▶ _Problem to work on_: Go through the records underneath and write each one out again exactly.

▶ _Information_:
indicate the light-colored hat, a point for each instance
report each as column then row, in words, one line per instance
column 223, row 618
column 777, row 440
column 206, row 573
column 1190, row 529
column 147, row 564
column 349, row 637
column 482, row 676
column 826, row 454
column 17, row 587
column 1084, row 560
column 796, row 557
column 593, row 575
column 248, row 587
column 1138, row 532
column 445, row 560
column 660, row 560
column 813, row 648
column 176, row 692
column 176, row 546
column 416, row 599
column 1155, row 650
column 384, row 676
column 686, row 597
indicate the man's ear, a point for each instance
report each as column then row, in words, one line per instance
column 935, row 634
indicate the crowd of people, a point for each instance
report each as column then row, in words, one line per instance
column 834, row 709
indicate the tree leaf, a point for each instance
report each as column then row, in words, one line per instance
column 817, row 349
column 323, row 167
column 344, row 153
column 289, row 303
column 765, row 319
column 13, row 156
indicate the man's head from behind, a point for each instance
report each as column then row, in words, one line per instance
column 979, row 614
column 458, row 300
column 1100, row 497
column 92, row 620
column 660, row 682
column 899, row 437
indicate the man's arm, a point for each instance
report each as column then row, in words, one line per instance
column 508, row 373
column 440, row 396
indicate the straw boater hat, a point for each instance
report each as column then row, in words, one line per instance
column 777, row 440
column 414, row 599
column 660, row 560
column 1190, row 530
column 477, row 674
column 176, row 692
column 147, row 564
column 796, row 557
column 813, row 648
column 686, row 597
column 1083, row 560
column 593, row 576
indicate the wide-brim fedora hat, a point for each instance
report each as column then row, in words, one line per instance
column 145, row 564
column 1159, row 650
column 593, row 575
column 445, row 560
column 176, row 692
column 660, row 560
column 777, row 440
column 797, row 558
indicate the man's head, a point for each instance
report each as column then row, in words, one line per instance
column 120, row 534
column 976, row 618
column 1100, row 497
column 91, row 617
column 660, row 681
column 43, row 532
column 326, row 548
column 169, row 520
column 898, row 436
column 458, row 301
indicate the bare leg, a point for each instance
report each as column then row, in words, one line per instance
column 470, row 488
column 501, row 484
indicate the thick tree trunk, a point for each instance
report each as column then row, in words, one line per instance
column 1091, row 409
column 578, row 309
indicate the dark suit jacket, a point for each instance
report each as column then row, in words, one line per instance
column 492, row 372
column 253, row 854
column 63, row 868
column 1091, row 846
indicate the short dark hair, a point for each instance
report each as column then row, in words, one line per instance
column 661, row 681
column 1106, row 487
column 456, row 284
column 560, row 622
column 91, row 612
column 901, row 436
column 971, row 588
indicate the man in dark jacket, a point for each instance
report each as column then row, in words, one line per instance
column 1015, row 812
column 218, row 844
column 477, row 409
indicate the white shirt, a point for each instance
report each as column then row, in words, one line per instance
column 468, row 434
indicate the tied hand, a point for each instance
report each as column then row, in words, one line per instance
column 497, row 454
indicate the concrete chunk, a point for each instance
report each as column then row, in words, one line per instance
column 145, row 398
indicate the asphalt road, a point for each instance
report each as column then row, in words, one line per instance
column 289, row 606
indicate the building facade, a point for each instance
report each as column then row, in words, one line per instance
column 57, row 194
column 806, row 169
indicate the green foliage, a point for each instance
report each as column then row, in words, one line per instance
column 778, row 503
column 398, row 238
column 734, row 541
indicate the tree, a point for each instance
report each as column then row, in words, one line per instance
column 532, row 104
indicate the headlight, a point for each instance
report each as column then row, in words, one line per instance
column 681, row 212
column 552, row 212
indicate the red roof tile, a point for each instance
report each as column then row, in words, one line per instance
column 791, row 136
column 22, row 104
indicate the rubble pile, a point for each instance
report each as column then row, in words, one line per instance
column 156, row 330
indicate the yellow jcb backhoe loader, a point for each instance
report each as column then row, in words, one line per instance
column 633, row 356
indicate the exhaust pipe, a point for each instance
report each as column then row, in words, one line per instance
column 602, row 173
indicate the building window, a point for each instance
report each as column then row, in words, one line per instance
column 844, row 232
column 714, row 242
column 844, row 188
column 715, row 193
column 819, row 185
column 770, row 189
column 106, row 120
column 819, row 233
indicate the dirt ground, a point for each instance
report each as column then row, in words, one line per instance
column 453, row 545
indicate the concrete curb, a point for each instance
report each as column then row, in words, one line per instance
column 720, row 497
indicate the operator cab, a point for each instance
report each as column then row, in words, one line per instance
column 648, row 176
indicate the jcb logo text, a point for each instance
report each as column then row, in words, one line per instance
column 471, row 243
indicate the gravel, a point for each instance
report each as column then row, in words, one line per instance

▶ _Answer to the exercise_:
indicate the light-colored hat, a point for each instance
report each as column then row, in words, one line per instance
column 223, row 618
column 777, row 440
column 206, row 573
column 1190, row 529
column 147, row 564
column 349, row 637
column 482, row 676
column 826, row 454
column 17, row 587
column 1084, row 560
column 796, row 557
column 593, row 575
column 248, row 587
column 1138, row 532
column 445, row 560
column 660, row 560
column 813, row 648
column 176, row 692
column 176, row 546
column 416, row 599
column 1155, row 650
column 384, row 676
column 686, row 597
indicate the man's ear, a point for each instance
report each as column then row, in words, one line per instance
column 935, row 634
indicate the crowd of people, a point for each instance
report each as column then row, in words, one line per instance
column 834, row 709
indicate the tree leaf, a point for each instance
report each as column then row, in words, one line per instance
column 817, row 349
column 323, row 167
column 344, row 153
column 289, row 303
column 765, row 319
column 13, row 156
indicate the man's head from behind, a point for each instance
report each as column then row, in words, one line per instance
column 979, row 614
column 458, row 300
column 1100, row 497
column 92, row 620
column 660, row 682
column 899, row 437
indicate the man's arm, a point for each instance
report each as column then row, in words, one line per instance
column 508, row 373
column 440, row 396
indicate the straw boater hat, a point for each instance
report each as column then row, in words, one line per instance
column 777, row 440
column 414, row 599
column 660, row 560
column 1190, row 530
column 477, row 674
column 176, row 692
column 147, row 564
column 796, row 557
column 813, row 648
column 686, row 597
column 1083, row 560
column 593, row 576
indicate the wide-brim fedora hat, a point for each instance
report each as column then row, in words, one line per instance
column 145, row 564
column 1159, row 650
column 593, row 575
column 445, row 560
column 176, row 692
column 660, row 560
column 777, row 440
column 797, row 558
indicate the man's head, a point for each instance
report each as column then row, in words, one line per instance
column 120, row 534
column 976, row 618
column 1100, row 497
column 91, row 617
column 660, row 681
column 43, row 532
column 326, row 548
column 169, row 520
column 898, row 436
column 458, row 301
indicate the bare leg, a point for each instance
report each as column then row, in words, one line per instance
column 470, row 488
column 501, row 484
indicate the thick tree trunk, a point for each instance
report each as column then row, in words, one line per instance
column 1091, row 409
column 578, row 309
indicate the dark suit jacket, a point for each instance
report each as column then row, in words, one line per instance
column 492, row 372
column 253, row 854
column 63, row 868
column 1091, row 846
indicate the short dark hair, a point for each instance
report each as column then row, in words, one line per instance
column 661, row 681
column 1106, row 487
column 456, row 284
column 560, row 622
column 91, row 612
column 901, row 436
column 971, row 588
indicate the man in dark jacket, a point for each instance
report each as column then row, in words, one line per instance
column 1015, row 812
column 218, row 844
column 477, row 409
indicate the white shirt, a point for each instance
report each as column then row, in words, one line per instance
column 468, row 434
indicate the tied hand, a point for each instance
report each as column then row, in words, one line per instance
column 497, row 454
indicate the concrete chunk, a point for each instance
report each as column then row, in words, one line per instance
column 145, row 398
indicate the asphalt road, a point for each instance
report each as column then row, in words, one line per instance
column 289, row 606
indicate the building facade, a point for each instance
report each as column then row, in words, one line per instance
column 57, row 194
column 806, row 169
indicate the green foliage, a point for each instance
report each as column then row, in words, one line per instance
column 778, row 503
column 398, row 238
column 734, row 541
indicate the tree, a point for each instance
report each as column then row, in words, one line per instance
column 532, row 104
indicate the headlight, a point for each instance
report each as column then row, in words, one line per instance
column 681, row 212
column 552, row 212
indicate the red roof tile, a point for each instance
report each as column then row, in words, one line per instance
column 791, row 136
column 22, row 104
indicate the rubble pile, a point for each instance
report each as column then row, in words, one line per instance
column 156, row 330
indicate the yellow jcb backhoe loader, a point for each instance
report each as column then row, in words, one line per instance
column 633, row 356
indicate the exhaust pipe, a point for each instance
report each as column then row, in words, one line per instance
column 602, row 173
indicate the building window, a point for each instance
report each as column then row, in words, one line per instance
column 844, row 232
column 714, row 242
column 844, row 188
column 715, row 193
column 819, row 185
column 770, row 189
column 106, row 120
column 819, row 233
indicate the dirt ground, a point for each instance
report each as column then row, in words, one line per instance
column 453, row 545
indicate the concrete curb, a point for each instance
report each as column then row, in words, one line per instance
column 720, row 497
indicate the operator cab, a point for each instance
report each as column then row, in words, one line per instance
column 648, row 176
indicate the jcb logo text, a point for each instance
report each as column then row, in words, one line per instance
column 471, row 243
indicate the gravel, a point for each instance
report each as column then row, in words, one line per instance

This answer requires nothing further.